**Direction:**
Reproduce the data below, substituting "auburn hair" for each occurrence of "dark brown hair" and leaving everything else unchanged.

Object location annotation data
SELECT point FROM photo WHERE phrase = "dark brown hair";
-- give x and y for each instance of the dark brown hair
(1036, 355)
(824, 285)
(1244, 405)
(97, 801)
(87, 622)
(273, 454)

**Correct output:**
SELECT point FROM photo WHERE phrase = "auburn hair";
-- give x and y for each instance of the auburn hair
(1036, 355)
(824, 285)
(1244, 405)
(97, 801)
(87, 622)
(273, 454)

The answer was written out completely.